BEGIN
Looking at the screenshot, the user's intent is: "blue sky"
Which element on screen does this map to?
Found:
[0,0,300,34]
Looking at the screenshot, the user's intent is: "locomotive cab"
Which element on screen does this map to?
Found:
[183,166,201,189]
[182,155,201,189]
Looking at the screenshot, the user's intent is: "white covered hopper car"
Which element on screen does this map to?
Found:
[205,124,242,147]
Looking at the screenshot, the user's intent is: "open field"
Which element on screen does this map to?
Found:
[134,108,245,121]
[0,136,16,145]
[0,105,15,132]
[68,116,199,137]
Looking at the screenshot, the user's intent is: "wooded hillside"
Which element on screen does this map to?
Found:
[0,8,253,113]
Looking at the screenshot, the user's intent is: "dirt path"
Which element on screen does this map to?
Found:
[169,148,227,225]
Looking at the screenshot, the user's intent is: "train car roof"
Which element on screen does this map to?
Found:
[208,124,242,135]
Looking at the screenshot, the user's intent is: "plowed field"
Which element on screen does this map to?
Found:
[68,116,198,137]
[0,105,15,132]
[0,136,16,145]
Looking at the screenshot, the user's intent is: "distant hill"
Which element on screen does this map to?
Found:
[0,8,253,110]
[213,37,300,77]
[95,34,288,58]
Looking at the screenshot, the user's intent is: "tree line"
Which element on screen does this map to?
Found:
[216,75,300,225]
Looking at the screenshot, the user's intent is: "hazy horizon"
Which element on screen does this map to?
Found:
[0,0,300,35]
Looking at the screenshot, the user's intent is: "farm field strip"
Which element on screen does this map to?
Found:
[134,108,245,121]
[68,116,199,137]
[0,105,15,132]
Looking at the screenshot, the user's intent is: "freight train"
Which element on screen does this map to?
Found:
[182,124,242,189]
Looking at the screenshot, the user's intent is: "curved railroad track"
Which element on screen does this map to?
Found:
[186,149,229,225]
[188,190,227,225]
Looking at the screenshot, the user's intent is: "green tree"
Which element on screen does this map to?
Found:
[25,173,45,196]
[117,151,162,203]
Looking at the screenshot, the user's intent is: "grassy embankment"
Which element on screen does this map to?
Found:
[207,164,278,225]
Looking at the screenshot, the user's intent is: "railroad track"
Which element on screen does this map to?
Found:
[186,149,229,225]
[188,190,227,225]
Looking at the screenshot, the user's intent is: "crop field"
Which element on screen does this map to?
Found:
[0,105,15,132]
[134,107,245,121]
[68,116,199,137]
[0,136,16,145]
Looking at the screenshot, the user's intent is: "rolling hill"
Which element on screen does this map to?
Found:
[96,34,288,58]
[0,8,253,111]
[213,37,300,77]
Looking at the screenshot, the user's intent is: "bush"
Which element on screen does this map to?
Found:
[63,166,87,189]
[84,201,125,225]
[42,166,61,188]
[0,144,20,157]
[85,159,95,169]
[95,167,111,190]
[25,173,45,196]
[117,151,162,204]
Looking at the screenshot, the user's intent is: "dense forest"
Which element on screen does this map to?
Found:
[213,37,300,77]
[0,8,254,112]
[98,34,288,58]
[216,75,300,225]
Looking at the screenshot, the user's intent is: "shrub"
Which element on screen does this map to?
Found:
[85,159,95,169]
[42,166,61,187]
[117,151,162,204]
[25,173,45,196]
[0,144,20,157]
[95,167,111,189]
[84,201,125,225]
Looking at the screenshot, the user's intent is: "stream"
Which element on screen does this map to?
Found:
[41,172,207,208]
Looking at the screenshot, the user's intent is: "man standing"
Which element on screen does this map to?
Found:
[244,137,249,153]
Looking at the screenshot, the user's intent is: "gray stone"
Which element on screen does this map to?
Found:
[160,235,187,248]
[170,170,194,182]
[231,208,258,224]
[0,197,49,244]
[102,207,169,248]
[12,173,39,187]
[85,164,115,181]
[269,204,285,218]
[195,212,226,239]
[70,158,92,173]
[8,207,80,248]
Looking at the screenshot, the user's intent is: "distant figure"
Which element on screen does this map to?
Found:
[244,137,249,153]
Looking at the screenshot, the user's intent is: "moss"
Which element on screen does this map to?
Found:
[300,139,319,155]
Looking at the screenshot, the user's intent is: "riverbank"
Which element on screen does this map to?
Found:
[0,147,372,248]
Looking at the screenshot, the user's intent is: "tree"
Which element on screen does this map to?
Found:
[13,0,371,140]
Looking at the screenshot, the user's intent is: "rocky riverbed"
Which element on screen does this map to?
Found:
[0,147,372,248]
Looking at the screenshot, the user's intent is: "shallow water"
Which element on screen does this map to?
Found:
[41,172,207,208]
END
● **Requirements**: Your task is to output all of the data above word for word.

● **Exercise output**:
Looking at the screenshot, the user's intent is: "blue sky"
Which element on screen does this map to?
Found:
[0,0,300,34]
Looking at the screenshot, the user's intent is: "locomotive cab"
Which element on screen does this map to?
Found:
[183,166,201,189]
[182,155,201,189]
Looking at the screenshot, the user's intent is: "white covered hopper car"
Which element on screen does this map to?
Found:
[205,124,242,147]
Looking at the screenshot, the user's intent is: "open field"
Which element on screen does this map to?
Found:
[134,108,245,121]
[0,136,16,145]
[0,105,15,132]
[68,116,199,137]
Looking at the screenshot, the user's intent is: "wooded hillside"
Which element on screen does this map to?
Found:
[0,8,253,113]
Looking at the screenshot, the user's intent is: "dirt path"
Which element on screen does this map to?
Found:
[169,148,227,225]
Looking at the screenshot, the user's intent is: "train car roof"
Which element on screen does this map to?
Found:
[208,124,242,135]
Looking at the screenshot, the user's intent is: "plowed field"
Which element on screen does this map to?
Found:
[68,116,198,137]
[0,105,15,132]
[0,136,16,145]
Looking at the screenshot, the user's intent is: "distant hill"
Which element on screen does this map to?
Found:
[0,8,253,110]
[213,37,300,77]
[95,34,288,58]
Looking at the screenshot, the user's intent is: "tree line"
Which element on screen does this map to?
Found:
[216,75,300,225]
Looking at the screenshot, the user's intent is: "hazy horizon"
Which element on screen does this map to?
Found:
[0,0,300,35]
Looking at the screenshot, the user's intent is: "farm field strip"
Which element on screen does this map to?
Found:
[134,108,245,121]
[68,116,199,137]
[0,105,15,132]
Looking at the screenshot, the user's intent is: "freight train"
Which element on screen does this map to?
Found:
[182,124,242,189]
Looking at the screenshot, the user's intent is: "curved railroad track"
Which element on screen does this map to?
Found:
[186,149,229,225]
[188,190,227,225]
Looking at the screenshot, the user's intent is: "green tree"
Which element on screen does this map to?
Found:
[25,173,45,196]
[117,151,162,203]
Looking at the screenshot, the user's intent is: "grassy embankment"
Which element on screen does this map to?
Found:
[207,164,278,225]
Looking at the screenshot, the user's intent is: "railroad track"
Which element on screen does this map to?
Found:
[186,149,229,225]
[188,190,227,225]
Looking at the screenshot, the user's intent is: "crop field"
Which element on screen does this map to?
Found:
[0,105,15,132]
[134,107,245,121]
[68,116,199,137]
[0,136,16,145]
Looking at the screenshot, the user's intent is: "rolling hill"
Which element on screen does this map to?
Found:
[96,34,288,58]
[0,8,253,111]
[213,37,300,77]
Looking at the screenshot, the user's intent is: "bush"
Which element on screen does this map to?
Found:
[63,166,87,189]
[84,201,125,225]
[42,166,61,188]
[0,144,20,157]
[85,159,95,169]
[95,167,111,190]
[25,173,45,196]
[117,151,162,204]
Looking at the screenshot, the user's intent is: "dense forest"
Which element on screen does this map to?
Found:
[213,37,300,77]
[0,8,254,112]
[98,34,288,58]
[216,75,300,225]
Looking at the screenshot, the user's intent is: "shrub"
Which element on screen does this map to?
Found:
[85,159,95,169]
[42,166,61,187]
[117,151,162,204]
[25,173,45,196]
[0,144,20,157]
[95,167,111,189]
[84,201,125,225]
Looking at the screenshot, the user's intent is: "stream"
Which element on screen does this map to?
Found:
[41,172,207,208]
Looking at the screenshot, the user's intent is: "man standing"
Which element on screen does this map to?
Found:
[244,137,249,153]
Looking at the screenshot, the user's intent is: "gray stone"
Which element on screen does this map to?
Found:
[160,235,187,248]
[170,170,194,182]
[231,208,258,224]
[0,197,49,244]
[102,207,169,248]
[12,173,39,187]
[85,164,115,181]
[269,204,285,218]
[195,212,226,239]
[70,158,92,173]
[8,207,80,248]
Looking at the screenshot, the user's intent is: "distant figure"
Which element on screen does this map to?
Found:
[244,137,249,153]
Looking at the screenshot, the user's intent is: "moss"
Which element on screen does this map to?
Found:
[300,139,319,155]
Looking at the screenshot, the user's intent is: "riverbank"
Which element on screen does this map to?
Found:
[0,147,372,248]
Looking at the screenshot, the user's intent is: "tree"
Which element on screen does this map to?
Found:
[13,0,371,140]
Looking at the screenshot, the user's intent is: "rocky riverbed"
Which element on screen does this map to?
Found:
[0,147,372,248]
Looking at the screenshot, the user's intent is: "shallow water"
Which element on screen does this map to?
Found:
[41,172,207,208]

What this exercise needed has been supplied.